Excerpted records:
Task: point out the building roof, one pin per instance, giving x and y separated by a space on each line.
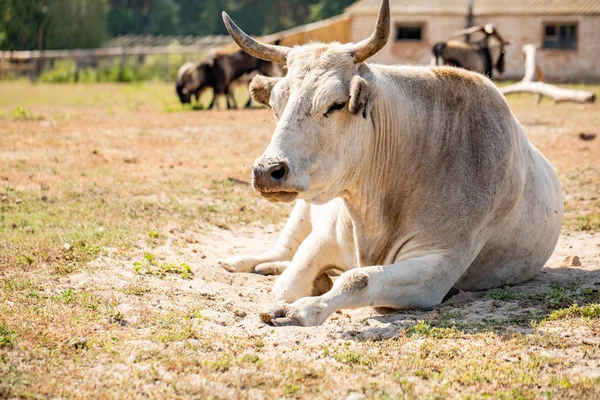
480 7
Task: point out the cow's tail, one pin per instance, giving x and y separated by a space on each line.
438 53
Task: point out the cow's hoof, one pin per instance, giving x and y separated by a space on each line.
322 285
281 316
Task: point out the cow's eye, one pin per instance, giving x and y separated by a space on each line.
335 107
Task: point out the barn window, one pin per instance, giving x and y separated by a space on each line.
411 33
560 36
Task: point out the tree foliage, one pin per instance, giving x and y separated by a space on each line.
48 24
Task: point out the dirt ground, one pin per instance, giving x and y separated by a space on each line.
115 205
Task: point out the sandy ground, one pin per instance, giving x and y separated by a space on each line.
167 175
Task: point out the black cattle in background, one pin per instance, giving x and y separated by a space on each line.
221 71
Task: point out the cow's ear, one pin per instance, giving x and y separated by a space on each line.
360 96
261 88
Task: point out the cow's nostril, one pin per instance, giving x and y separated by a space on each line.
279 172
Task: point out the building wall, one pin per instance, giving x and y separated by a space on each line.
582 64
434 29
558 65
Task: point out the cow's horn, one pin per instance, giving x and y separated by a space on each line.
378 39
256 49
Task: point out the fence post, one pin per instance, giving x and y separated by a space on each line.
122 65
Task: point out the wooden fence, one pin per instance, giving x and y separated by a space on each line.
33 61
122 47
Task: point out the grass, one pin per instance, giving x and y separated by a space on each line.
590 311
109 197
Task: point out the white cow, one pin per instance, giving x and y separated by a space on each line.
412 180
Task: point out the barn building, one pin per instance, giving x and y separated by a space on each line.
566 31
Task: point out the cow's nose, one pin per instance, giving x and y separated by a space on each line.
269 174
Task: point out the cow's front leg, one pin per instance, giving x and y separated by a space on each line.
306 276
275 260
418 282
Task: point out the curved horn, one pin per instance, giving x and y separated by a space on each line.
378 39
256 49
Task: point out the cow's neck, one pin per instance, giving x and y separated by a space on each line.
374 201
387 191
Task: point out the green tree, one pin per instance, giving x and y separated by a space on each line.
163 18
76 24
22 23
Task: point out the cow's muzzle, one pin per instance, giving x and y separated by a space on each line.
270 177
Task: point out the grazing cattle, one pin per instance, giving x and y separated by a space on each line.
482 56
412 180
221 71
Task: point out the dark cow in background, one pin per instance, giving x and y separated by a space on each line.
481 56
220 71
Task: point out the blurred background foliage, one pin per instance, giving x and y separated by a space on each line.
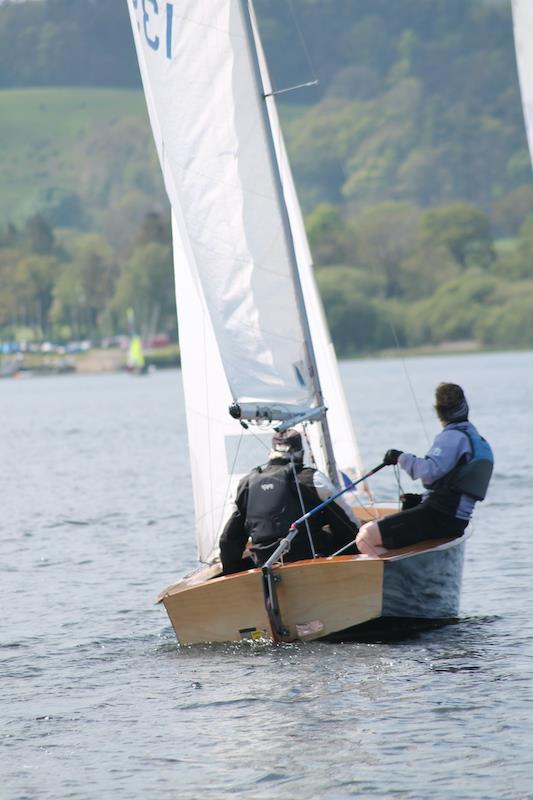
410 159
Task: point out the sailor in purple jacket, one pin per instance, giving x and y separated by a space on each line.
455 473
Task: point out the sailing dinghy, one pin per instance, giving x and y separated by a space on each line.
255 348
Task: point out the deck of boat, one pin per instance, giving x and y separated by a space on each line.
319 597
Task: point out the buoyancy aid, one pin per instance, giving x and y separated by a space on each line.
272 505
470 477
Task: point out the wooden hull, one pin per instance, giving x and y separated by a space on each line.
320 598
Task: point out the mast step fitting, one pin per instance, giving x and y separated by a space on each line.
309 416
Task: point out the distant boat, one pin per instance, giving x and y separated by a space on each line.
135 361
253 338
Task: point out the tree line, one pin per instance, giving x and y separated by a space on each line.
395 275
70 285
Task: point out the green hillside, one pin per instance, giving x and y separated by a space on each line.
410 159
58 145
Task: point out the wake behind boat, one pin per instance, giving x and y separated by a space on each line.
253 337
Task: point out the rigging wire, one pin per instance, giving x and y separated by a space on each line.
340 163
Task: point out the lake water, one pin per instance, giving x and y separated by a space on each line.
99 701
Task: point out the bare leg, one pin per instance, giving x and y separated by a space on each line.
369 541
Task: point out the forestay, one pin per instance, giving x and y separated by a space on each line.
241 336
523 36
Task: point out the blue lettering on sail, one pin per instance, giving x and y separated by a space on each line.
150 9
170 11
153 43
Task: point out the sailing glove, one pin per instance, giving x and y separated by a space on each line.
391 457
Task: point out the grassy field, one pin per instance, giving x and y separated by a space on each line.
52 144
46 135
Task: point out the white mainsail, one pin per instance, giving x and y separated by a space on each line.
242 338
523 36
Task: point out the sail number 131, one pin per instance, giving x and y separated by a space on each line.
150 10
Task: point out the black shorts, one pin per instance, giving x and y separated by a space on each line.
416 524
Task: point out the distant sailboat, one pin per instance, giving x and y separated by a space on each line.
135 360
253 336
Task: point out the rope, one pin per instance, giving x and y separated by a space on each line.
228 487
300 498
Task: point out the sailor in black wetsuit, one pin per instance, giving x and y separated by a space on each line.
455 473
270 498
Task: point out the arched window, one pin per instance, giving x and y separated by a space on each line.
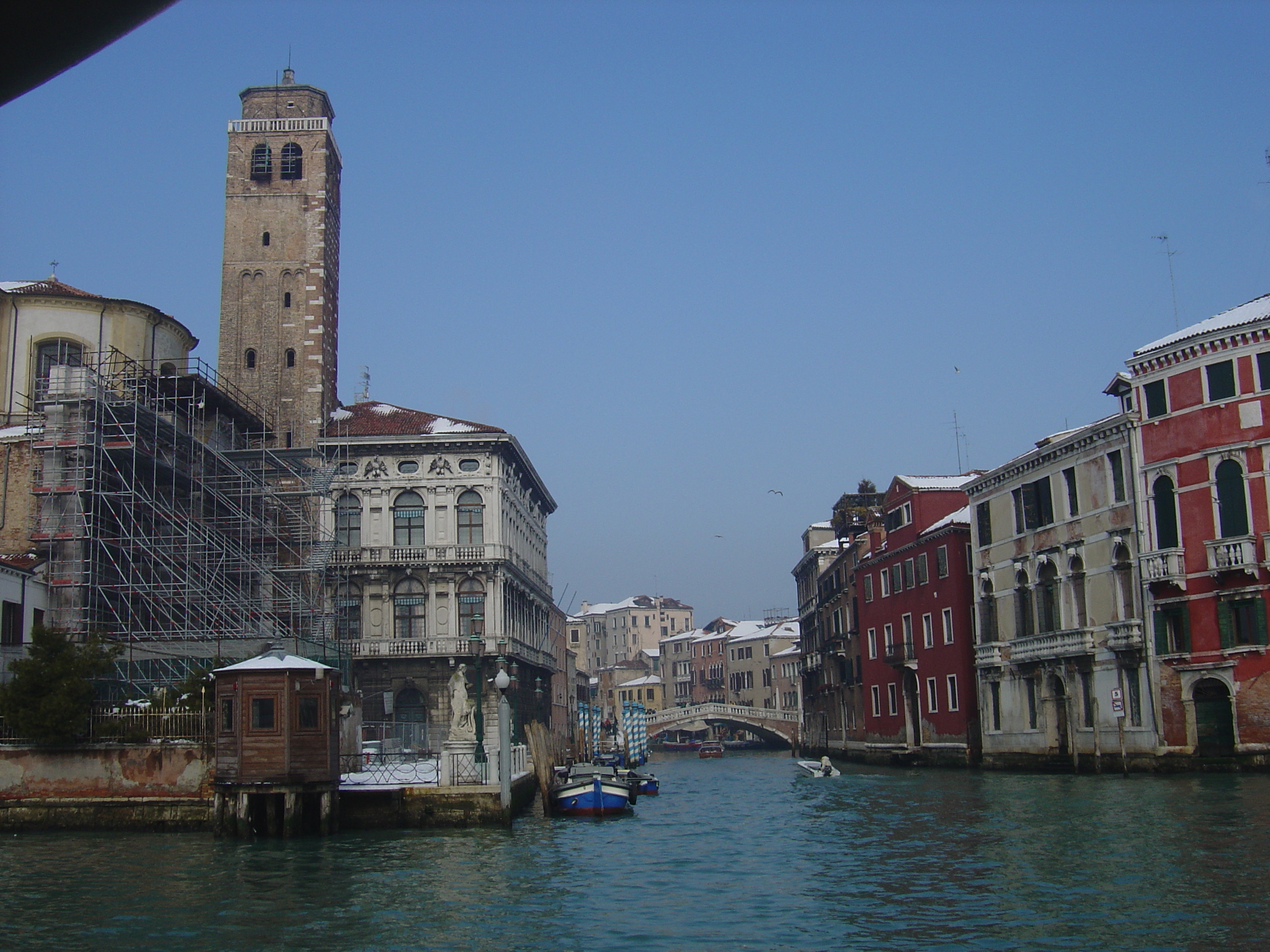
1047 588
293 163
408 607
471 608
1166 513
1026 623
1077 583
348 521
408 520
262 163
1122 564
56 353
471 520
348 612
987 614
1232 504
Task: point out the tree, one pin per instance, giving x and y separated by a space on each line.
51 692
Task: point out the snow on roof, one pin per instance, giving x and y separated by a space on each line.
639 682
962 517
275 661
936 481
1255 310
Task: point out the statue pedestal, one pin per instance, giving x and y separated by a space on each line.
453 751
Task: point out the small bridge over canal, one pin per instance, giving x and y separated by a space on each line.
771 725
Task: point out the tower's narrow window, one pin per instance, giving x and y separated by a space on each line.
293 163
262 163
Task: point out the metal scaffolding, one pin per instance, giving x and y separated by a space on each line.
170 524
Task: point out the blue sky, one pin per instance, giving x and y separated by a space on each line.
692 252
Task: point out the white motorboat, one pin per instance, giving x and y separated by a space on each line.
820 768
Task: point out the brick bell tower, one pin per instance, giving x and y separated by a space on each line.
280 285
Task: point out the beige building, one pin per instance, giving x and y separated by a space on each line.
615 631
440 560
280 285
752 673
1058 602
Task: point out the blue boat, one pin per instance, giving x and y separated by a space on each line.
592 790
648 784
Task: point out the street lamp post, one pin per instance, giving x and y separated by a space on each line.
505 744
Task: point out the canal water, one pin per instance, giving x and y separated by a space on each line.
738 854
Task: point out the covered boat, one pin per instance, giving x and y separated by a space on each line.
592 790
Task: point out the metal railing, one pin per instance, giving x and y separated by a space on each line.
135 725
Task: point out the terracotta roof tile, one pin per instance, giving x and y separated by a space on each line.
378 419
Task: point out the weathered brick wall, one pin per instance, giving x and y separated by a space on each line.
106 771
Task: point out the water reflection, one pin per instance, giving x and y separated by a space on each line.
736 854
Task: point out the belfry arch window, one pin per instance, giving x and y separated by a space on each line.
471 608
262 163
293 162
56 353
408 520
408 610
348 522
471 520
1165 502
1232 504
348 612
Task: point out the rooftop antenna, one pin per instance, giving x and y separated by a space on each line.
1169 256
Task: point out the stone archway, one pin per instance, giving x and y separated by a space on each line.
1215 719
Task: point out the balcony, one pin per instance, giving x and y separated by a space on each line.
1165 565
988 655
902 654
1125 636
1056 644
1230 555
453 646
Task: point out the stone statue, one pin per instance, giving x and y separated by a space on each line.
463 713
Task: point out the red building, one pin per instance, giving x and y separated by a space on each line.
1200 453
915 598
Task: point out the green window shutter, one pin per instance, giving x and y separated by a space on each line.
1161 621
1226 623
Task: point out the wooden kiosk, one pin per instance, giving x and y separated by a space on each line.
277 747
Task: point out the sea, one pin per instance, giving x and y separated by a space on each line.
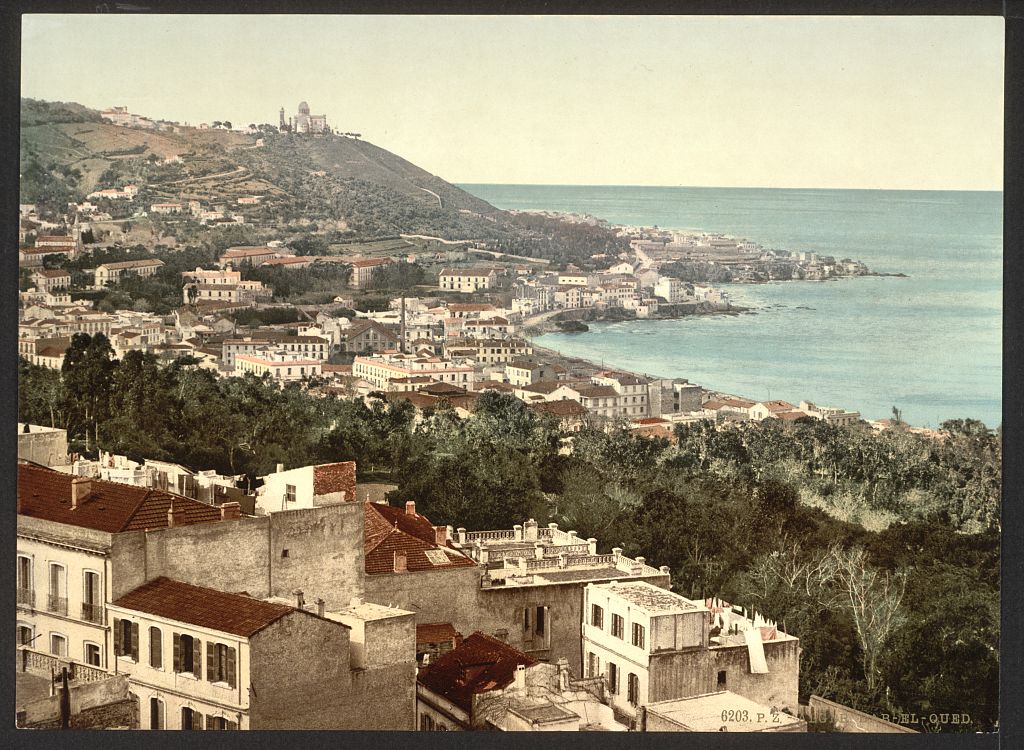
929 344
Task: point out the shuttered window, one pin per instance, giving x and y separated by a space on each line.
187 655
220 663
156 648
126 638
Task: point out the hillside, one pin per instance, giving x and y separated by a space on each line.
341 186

Work instructions:
Quote the records above in full, dropping each picture.

Exercise response:
Task: point out the building roof, one pin per instance, giving x and y separated by a space on each line.
480 7
Task: point out the cow's tail, one pin per instance, giving x and y separated by a space on each line.
438 53
Task: point out the cow's hoof, one pin per instance, giving x and y separated by a space on each line.
322 285
281 316
Task: point out the cow's eye, one pin per instance, giving x and y separated by a space on each line.
335 107
Task: point out the barn window, one pin per instance, giving x and y separated by a space on each line.
411 33
560 36
Task: point out the tree foliage, one pin per instance, giving x and y separated by a space on each line.
48 24
Task: point out the dirt ground, one pin per instance, giving x and y separated by a space on each line.
115 205
Task: point out the sandy ground, one pin per instance, giving x and y separated by a space on each line.
167 175
Task: point out the black cattle in background, one pin per instance, giving x and y separated by a space on each line.
221 71
Task: point out the cow's ear, one pin per instance, giving x and y separated by a space on each line.
360 96
261 88
Task: point out the cow's nostril, one pin per instance, giving x and y separated by a space on each line.
279 172
Task: point out the building wall, one pin per instance, giving x and y separated by a space on each line.
582 64
434 29
558 65
Task: point out the cow's horn, one pin per instance, giving x and y separated by a space on each line.
378 39
256 49
Task: point out the fence post, one pin per instance, giving x and y separated by a space on each line.
122 65
Task: point out the wooden fence, one pin per instance, giving x and y separated by a space on each line.
33 61
122 47
Task: point out the grass, one pin per instance, giving x and y separated by a space on each line.
590 311
109 197
Task: point out the white cow, one pin per instance, giving x and y separated by a space on each line.
412 180
Task: point out the barn building, one pin per instance, giving x and y separated by a space on each line.
566 31
Task: point out the cow's nose, one pin per instance, giving x and y separated by a space on each line.
269 174
Task: point out the cow's front leg, one pin per instance, giving x and y separated by a space on each line.
306 276
275 260
418 282
Task: point out the curved horn, one pin per instance, giving x and y separated by a space on each line.
378 39
256 49
Task: point out the cow's neck, one pin per instance, giving x and y separated by a space on each line.
374 201
387 191
Task: point out the green tree, one pin per instance, giving x and y separated by a space on each line.
163 18
76 24
22 23
Task: point out the cow's muzzle, one pin per instance, giving x and y separated by a space on each line.
270 177
Task: point out the grazing cattle, one pin per instance, giving x and y separated by a space on each line.
482 56
412 180
221 71
Task: point out the dark cow in background, one pin per instance, giving x and y separated by a space on each line.
481 56
220 71
Task: point out the blurred background foliage, one pin per instance, giving x and y separated by a space on each line.
410 159
Task: point out the sailor in purple jacket, one pin per instance, giving x and y separated by a space on each line.
455 473
Task: point out the sailing dinghy, one pin per instance, giving x and y separated by a space on each line.
255 348
Task: point out the deck of boat, one pin per instance, giving x and y separated by a space on each line.
319 597
Task: point out the buoyancy aid, one pin per instance, giving x and y separated by a space on each line.
272 505
470 477
Task: point out the wooden hull, one pin per instance, giving x and y separated by a space on each line.
320 598
Task: point out the mast step fitting, one pin per instance, giving x and y separated by a space on each line.
309 416
Task: point out the distant boat, one pin per instance, giving x and y separated by a space on each line.
135 361
253 338
Task: point out the tree line, one pin per instance, giving x and y separated by a space on each line.
395 275
70 285
Task: point out the green hillside, one pin per instance, giving x and y separated by a space on each line.
410 159
58 145
Task: point out the wake behind boat, one pin per instance, giving x and y separated by a space on each line.
253 337
Task: point out the rigging wire, one pin per instance, giving x and y separated by a space on each line.
340 163
Task: point out the lake water, one pin per instance, giving x and y separated by a space on each line.
99 701
Task: point out the bare leg, one pin per instance, giving x and y separated by a space on each line.
369 541
Task: point out the forestay, one pin per instance, giving x and y separated by a space on each line.
241 336
523 36
Task: point out the blue lettering on sail, one pin per instance, giving x and y separated by a space on each line.
150 9
170 11
153 43
Task: point out the sailing glove, one pin per instance, giving x and y separated by a space on each line.
391 457
Task: point out the grassy field, one pin per instance, giving x and y separated by a space on each line.
52 144
46 135
Task: point out the white mainsail, one pin per instance, giving x and y separated by a space on each line.
242 338
523 36
Task: point out the sail number 131, one pin per instance, giving x and y separated by a space on each line.
150 10
Task: point out the black shorts, one pin per instance, giving x and y separated by a space on each line.
416 524
Task: point out the distant sailboat, one pin per instance, giving x and y separated by a space on each line.
135 360
253 336
Task: point out the rope, one pin per instance, giving x and y separated by a space on each line.
228 487
300 498
Task: point out the sailor in black wetsuit, one pin per instance, giving x and y separated by a space on each line.
455 473
270 498
Task: point out the arched window, one pin per instance, giving x and y separated by a space on each line.
1047 588
293 163
408 607
471 608
1166 513
1026 623
1077 583
348 521
408 520
262 163
1122 564
56 353
471 520
348 612
987 614
1232 504
Task: point out the tree, one pin per instance, giving x and y separated by a space on each line.
51 692
Task: point out the snow on roof, one pin per instance, giving x and y separated by a space on each line.
639 682
962 517
275 661
936 481
1255 310
Task: point out the statue pedestal, one pin per instance, giving x and y separated by a space on each line.
453 751
Task: point out the small bridge over canal, one pin per instance, giving x and y separated by a space on each line.
771 725
Task: point out the tower's narrow window, one pin per instance, giving x and y separated by a space on each line.
293 163
262 163
Task: point out the metal scaffolding, one pin per instance, giving x and y separated by a space on each line.
170 524
Task: point out the blue sky, one pin per instance, giving x and y separated by a space on each line.
692 252
Task: point out the white motorboat, one pin per instance, giving x and y separated by a space on each line.
820 768
Task: point out the brick bell tower, one pin per instance, giving x and y separated by a space on each line.
280 285
Task: point out the beige building, one pin per instance, giving x and y separated by a space on each line.
615 631
440 560
280 285
752 673
1058 602
Task: point out the blue boat, one pin per instance, giving x and y separated by a space on each line.
592 790
648 784
Task: point out the street lamp post, one pin per instance, giving x and y separated by a space on each line.
505 744
Task: point out the canal water, one pin per instance, giving x and y separated by a space on each line.
738 854
Task: point out the covered boat, one pin per instance, giving x and y separated by a space on each line.
592 790
Task: point out the metal railing, one pin per instance, giving x and y separated by a space on each line.
135 725
Task: point out the terracotta roof tile, one pin per instance, giving x and y separated by a space on each line.
378 419
Task: point out the weathered brick wall, one pin per instance, giving x and y separated by a space on each line.
106 771
Task: point out the water reflection, one pin per instance, giving x and y separated by a space on each line.
736 854
Task: point out the belfry arch window, one pin per instance, giving x and y separated by a space on each line.
471 608
262 163
293 162
56 353
408 520
408 610
348 522
471 520
1165 502
1232 504
348 612
Task: point out the rooftop antenna, one pin per instance, giving x and y separated by a space on each line.
1169 256
Task: point out the stone archway, one pin per instance, giving x and y separated by a space on each line.
1215 719
Task: point out the balcony, one pin per instance, giving x and y separated by a space on each line.
1165 565
988 655
902 654
1125 636
1056 644
1230 555
453 646
Task: point out the stone statue, one pin per instance, giving x and y separated by a space on each line.
463 713
Task: point out the red building, one pin per instance, giving x and y separated by a space on each line.
1200 453
915 598
Task: point out the green window shutter, one pin per instance, giving x and y separated by a space on each line.
1161 621
1226 623
Task: point out the wooden kiosk, one pin per instance, giving x and y separated by a space on each line.
277 747
Task: point out the sea, one pin per instance, giving x and y separated by a space on each line.
929 344
Task: point out the shuttered window, one pin per instance, giving x and y separated by a space on each line.
187 655
220 663
156 648
126 638
Task: point out the hillside, one pin per instance, giving x and y separated by a space on each line.
341 186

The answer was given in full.